WORK TO DO
#1 Read the Schedule 13D extract and state whether each statement agrees with it. Answer yes or no for each, and quote the deciding words exactly. (a) The Issuer's principal executive offices are located in Toronto. (b) Solus GP LLC is a Delaware limited liability company. (c) Mr. Pucillo is a citizen of Canada.
#2 Continue the Schedule 13D extract from the point where it stops.

DOCUMENT EXTRACT

- - -

Security and Issuer.
This Schedule 13D (the “Schedule 13D”) relates to the limited voting shares (the “Limited Voting Shares”) of Concordia International Corp., a corporation continued under the laws of Canada (the “Issuer”). The address of the principal executive offices of the Issuer is 5770 Hurontario Street, Suite 310, Mississauga, Ontario, Canada, L5R 3G5.
Item 2.
Identity and Background.
(a) This Schedule 13D is being jointly filed by the following persons:
(i)
Solus Alternative Asset Management LP, a Delaware limited partnership (“Solus”);
(ii)
Solus GP LLC, a Delaware limited liability company (the “GP”); and
(iii)
Mr. Christopher Pucillo, a United States citizen (“Mr. Pucillo”).
The foregoing persons are collectively referred to as the “Reporting Persons.” Any disclosures herein with respect to persons other than the Reporting Persons are made on information and belief after making inquiry to the appropriate party.
(b) Residence or business address: 410 Park Avenue, 11th Floor, New York, NY 10022.
(c) Present principal occupation or employment and the name, principal business and address of any corporation or other organization in which such employment is conducted:
(i)
Solus is registered as an investment advisor with the Securities and Exchange Commission (the “SEC”), which serves as the investment manager to certain investment funds and accounts advised by Solus (the “Funds”);
(ii)

- - -

STORED ROWS
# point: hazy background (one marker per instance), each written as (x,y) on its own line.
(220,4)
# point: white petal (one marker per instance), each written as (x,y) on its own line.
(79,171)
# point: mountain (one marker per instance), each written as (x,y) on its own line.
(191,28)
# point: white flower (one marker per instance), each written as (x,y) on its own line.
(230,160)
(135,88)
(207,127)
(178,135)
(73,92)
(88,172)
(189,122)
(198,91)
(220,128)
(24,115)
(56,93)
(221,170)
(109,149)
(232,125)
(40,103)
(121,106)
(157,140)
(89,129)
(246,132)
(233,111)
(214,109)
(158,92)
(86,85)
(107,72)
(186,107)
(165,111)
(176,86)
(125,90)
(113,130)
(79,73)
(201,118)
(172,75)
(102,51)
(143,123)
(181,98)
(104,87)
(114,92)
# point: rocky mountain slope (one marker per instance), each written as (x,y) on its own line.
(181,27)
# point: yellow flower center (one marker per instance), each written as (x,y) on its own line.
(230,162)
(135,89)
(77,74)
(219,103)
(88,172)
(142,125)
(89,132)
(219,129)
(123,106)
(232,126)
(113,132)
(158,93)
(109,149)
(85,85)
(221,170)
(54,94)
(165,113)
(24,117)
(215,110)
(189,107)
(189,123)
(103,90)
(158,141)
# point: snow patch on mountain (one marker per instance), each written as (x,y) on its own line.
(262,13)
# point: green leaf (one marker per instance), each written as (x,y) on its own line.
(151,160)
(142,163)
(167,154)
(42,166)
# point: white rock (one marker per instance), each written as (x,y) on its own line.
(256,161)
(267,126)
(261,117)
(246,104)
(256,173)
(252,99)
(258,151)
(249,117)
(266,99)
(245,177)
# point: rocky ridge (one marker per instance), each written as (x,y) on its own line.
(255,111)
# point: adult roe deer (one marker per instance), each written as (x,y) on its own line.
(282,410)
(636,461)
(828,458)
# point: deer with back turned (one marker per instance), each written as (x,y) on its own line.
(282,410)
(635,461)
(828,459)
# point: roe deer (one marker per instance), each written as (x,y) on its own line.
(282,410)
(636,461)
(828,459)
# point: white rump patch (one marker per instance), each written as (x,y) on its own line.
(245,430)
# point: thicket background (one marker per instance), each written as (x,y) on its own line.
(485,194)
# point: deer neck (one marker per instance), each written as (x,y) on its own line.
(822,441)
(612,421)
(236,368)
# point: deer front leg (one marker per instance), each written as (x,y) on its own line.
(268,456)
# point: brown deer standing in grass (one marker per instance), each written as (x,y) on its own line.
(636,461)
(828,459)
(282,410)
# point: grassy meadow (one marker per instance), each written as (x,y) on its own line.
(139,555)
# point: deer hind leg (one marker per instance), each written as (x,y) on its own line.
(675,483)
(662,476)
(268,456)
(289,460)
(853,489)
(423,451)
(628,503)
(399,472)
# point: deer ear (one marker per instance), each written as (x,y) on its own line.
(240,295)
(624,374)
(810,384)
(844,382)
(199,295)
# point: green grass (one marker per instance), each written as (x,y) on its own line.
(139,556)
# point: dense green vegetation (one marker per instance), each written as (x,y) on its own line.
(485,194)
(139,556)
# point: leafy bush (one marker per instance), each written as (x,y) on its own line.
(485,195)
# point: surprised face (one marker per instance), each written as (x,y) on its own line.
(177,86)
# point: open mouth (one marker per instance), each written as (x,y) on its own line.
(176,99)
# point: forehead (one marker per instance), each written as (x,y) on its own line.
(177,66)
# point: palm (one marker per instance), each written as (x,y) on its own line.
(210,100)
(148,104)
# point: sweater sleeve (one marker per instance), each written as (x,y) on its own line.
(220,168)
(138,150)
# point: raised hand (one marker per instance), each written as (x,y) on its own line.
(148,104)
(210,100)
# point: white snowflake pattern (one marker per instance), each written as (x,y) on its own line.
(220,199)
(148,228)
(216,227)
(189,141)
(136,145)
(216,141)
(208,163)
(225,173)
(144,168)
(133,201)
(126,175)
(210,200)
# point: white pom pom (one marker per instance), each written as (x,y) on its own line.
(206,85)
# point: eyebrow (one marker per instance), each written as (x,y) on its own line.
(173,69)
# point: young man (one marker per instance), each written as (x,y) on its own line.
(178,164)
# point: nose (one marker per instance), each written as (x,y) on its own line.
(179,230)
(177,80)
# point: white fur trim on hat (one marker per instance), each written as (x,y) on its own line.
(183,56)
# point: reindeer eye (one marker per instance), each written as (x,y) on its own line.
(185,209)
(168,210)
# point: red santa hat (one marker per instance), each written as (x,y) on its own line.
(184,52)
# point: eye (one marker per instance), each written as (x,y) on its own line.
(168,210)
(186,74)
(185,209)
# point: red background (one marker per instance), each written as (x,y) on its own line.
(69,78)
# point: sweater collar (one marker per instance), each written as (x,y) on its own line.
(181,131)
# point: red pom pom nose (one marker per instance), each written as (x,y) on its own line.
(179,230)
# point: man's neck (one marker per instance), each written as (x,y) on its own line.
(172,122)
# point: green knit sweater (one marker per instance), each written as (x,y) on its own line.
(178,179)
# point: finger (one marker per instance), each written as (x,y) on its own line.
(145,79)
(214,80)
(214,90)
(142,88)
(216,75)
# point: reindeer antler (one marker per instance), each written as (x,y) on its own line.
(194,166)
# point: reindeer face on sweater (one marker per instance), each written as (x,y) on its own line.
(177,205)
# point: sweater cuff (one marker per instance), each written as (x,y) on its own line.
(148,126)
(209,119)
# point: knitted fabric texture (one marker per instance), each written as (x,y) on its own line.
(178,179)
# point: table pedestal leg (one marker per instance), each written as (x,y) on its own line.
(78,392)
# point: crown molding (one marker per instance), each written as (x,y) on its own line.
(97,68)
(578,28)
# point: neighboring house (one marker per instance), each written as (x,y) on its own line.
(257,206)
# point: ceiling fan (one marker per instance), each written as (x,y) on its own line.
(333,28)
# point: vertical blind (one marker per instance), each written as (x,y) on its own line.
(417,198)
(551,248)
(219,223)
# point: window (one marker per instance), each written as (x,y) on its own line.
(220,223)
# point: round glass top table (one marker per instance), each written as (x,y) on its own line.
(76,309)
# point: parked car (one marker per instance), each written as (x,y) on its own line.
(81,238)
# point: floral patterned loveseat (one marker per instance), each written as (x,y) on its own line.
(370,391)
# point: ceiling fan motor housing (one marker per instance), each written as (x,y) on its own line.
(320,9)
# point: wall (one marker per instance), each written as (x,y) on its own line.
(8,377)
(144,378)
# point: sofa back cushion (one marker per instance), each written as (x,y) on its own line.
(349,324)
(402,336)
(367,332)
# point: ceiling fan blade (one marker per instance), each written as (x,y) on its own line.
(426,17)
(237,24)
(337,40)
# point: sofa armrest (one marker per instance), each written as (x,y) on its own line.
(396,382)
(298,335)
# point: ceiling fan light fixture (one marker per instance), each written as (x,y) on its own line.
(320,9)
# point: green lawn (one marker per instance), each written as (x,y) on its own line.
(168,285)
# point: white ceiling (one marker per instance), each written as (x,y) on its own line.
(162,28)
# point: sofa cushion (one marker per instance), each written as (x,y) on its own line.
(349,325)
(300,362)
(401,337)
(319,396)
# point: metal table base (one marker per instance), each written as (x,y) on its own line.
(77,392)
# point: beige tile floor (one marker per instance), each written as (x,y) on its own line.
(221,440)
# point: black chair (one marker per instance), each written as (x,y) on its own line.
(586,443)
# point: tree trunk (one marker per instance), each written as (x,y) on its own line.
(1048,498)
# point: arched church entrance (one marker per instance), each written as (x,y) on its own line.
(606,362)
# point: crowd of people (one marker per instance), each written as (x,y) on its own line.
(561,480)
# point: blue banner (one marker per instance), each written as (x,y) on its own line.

- - -

ANSWERS FOR THE EXERCISE
#1
(a) No: "5770 Hurontario Street, Suite 310, Mississauga, Ontario, Canada, L5R 3G5."
(b) Yes: "Solus GP LLC, a Delaware limited liability company (the “GP”)."
(c) No: "Mr. Christopher Pucillo, a United States citizen (“Mr. Pucillo”)."

#2
the GP serves as the general partner to Solus; and
(iii)
Mr. Pucillo serves as the managing member to the GP.
The principal business address for each of the Reporting Persons is 410 Park Avenue, 11th Floor, New York, NY 10022.
(d) – (e) During the last five years, none of the Reporting Persons: (i) has been convicted in a criminal proceeding (excluding traffic violations or similar misdemeanors) or (ii) has been a party to a civil proceeding of a judicial or administrative body of competent jurisdiction and as a result of which such person was or is subject to a judgment, decree or final order enjoining future violations of, or prohibiting or mandating activities subject to, federal or state securities laws or finding any violation with respect to such laws.
(f) Citizenship:
(i)
Solus – Delaware;
(ii)
GP – Delaware; and
(iii)
Mr. Pucillo – United States of America.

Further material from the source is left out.